Exercise prompt:
Copy out, word for word, everything from the start of the records down to and including the line that contains "query: snow-covered shrub".

Records for the task:
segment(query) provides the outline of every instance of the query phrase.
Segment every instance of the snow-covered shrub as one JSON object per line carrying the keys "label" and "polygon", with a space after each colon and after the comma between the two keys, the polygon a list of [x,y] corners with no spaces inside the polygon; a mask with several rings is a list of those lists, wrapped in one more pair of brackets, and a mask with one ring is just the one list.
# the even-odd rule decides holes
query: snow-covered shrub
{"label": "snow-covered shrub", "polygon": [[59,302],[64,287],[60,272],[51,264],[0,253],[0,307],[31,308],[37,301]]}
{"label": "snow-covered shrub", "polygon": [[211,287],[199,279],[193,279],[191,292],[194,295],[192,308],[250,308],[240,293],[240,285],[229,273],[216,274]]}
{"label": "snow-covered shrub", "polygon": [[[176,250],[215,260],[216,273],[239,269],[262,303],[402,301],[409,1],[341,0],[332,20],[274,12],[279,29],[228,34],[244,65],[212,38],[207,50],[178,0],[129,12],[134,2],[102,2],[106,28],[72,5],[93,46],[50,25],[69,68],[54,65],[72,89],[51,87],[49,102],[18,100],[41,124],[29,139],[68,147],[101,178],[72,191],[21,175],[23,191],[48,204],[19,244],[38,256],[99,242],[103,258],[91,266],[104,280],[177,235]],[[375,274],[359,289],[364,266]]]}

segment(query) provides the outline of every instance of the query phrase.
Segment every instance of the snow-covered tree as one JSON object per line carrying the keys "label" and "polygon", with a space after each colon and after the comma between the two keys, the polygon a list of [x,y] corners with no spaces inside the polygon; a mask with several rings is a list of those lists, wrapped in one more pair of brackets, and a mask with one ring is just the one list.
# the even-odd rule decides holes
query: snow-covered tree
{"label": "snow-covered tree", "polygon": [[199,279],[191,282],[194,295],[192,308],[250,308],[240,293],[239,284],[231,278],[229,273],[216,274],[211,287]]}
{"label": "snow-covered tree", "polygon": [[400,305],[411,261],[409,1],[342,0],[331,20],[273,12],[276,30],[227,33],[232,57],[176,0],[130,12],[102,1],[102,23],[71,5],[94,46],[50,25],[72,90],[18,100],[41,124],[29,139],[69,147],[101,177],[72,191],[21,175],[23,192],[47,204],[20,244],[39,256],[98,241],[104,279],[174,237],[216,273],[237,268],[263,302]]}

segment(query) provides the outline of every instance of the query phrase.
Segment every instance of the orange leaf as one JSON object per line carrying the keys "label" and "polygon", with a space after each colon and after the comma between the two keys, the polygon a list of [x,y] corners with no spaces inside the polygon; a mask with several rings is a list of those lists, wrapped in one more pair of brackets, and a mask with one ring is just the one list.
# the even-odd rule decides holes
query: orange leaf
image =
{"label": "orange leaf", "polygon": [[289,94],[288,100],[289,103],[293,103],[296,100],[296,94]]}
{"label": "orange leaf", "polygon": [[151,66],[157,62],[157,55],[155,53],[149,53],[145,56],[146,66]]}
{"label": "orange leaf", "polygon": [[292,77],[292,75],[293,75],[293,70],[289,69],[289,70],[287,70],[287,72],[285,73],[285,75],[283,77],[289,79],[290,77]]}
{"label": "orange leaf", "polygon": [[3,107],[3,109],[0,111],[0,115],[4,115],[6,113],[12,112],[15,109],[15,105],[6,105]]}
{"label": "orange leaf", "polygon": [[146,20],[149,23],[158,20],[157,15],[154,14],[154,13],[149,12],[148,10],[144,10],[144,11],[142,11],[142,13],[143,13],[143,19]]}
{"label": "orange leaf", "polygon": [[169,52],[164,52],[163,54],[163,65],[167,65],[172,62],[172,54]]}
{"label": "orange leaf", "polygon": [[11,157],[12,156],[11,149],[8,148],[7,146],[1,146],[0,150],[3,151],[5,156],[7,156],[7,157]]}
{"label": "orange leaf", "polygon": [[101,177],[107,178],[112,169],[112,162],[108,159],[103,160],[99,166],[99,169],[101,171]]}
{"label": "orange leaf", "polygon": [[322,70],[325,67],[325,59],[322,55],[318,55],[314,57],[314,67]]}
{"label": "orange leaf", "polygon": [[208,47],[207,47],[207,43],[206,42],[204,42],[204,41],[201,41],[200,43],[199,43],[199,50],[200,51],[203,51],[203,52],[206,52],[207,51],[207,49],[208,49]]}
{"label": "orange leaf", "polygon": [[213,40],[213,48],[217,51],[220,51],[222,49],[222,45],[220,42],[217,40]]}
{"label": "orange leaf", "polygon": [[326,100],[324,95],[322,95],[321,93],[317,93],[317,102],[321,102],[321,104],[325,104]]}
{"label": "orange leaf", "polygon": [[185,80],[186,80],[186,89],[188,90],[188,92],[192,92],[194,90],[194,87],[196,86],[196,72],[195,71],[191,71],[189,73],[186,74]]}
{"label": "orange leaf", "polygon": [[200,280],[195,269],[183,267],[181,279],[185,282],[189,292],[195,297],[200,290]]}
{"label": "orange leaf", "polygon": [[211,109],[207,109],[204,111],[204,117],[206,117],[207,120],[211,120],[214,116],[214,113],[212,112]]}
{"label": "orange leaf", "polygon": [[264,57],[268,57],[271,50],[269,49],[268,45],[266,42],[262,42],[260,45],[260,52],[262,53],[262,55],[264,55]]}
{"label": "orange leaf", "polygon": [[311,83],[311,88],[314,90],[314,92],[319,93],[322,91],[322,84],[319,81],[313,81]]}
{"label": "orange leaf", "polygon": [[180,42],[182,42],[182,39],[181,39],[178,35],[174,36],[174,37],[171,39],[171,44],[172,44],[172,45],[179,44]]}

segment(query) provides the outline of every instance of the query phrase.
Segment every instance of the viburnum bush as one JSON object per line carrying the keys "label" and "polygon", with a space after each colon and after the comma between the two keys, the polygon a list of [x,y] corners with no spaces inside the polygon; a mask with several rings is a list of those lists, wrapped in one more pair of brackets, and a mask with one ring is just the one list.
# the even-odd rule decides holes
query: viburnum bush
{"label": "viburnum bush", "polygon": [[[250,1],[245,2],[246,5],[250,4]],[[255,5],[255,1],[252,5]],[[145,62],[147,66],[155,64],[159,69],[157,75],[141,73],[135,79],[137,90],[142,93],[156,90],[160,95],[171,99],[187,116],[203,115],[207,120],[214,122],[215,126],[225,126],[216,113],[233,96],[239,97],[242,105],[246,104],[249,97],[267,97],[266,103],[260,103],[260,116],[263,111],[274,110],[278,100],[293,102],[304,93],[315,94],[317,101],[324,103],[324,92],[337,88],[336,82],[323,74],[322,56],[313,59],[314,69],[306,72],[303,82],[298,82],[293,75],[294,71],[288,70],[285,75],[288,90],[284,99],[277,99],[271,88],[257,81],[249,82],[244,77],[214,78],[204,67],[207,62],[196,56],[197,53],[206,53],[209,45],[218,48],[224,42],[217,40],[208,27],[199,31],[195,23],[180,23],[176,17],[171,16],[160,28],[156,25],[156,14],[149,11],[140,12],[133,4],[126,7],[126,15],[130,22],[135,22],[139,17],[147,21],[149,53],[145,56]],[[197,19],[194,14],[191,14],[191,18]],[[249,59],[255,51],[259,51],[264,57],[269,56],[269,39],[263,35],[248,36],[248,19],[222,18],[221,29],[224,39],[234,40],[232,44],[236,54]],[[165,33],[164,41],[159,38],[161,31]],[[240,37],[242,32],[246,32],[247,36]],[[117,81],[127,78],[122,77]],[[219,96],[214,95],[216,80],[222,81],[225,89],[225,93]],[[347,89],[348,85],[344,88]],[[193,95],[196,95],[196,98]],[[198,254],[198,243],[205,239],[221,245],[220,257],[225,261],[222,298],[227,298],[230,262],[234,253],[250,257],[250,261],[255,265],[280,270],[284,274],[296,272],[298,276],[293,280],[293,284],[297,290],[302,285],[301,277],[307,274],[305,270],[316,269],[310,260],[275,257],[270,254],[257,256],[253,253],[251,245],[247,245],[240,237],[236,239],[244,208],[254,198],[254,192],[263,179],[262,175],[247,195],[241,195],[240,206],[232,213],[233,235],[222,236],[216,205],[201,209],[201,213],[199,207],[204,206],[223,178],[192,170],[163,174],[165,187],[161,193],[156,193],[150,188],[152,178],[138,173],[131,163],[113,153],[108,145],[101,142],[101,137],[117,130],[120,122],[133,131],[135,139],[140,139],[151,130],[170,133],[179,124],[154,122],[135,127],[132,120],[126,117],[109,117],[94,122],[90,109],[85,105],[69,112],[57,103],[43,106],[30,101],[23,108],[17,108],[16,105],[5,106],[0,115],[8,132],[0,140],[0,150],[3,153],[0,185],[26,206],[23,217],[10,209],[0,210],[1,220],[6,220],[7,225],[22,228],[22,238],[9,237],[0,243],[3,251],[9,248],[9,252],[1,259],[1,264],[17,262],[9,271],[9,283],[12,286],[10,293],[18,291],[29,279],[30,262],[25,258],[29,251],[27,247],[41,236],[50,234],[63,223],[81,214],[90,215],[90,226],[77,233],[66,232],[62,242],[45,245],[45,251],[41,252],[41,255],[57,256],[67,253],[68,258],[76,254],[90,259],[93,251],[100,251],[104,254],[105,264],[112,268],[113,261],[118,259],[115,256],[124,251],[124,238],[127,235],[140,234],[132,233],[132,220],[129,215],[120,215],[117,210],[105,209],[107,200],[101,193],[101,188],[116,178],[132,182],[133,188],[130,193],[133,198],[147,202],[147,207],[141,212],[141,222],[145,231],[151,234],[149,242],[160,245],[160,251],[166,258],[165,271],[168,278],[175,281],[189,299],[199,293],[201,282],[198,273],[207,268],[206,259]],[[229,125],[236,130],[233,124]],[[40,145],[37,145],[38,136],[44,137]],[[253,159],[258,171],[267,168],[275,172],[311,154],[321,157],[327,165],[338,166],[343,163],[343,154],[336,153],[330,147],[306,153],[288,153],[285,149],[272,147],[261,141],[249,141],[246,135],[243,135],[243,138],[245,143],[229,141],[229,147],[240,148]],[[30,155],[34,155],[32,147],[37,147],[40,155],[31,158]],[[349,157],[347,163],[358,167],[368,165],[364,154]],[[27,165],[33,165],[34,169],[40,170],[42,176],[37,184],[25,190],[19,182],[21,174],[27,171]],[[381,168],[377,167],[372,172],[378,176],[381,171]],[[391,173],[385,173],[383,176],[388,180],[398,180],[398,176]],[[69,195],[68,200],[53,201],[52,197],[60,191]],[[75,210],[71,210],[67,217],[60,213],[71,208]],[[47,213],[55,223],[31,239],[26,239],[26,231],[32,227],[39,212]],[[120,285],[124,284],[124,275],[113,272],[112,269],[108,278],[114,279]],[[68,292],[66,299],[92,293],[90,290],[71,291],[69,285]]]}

Answer to this problem:
segment(query) provides the outline of every instance of the query phrase.
Segment every instance of the snow-covered shrub as one JSON object per line carrying the keys "label" and "polygon", with a space after each colon and after the comma between the two keys, the polygon a list of [x,y] corners with no spaces inside the polygon; a mask with several rings is a list of those lists, wrapped in one more pair of brackets, and a mask with one ring is just the one list.
# the even-odd rule decides holes
query: snow-covered shrub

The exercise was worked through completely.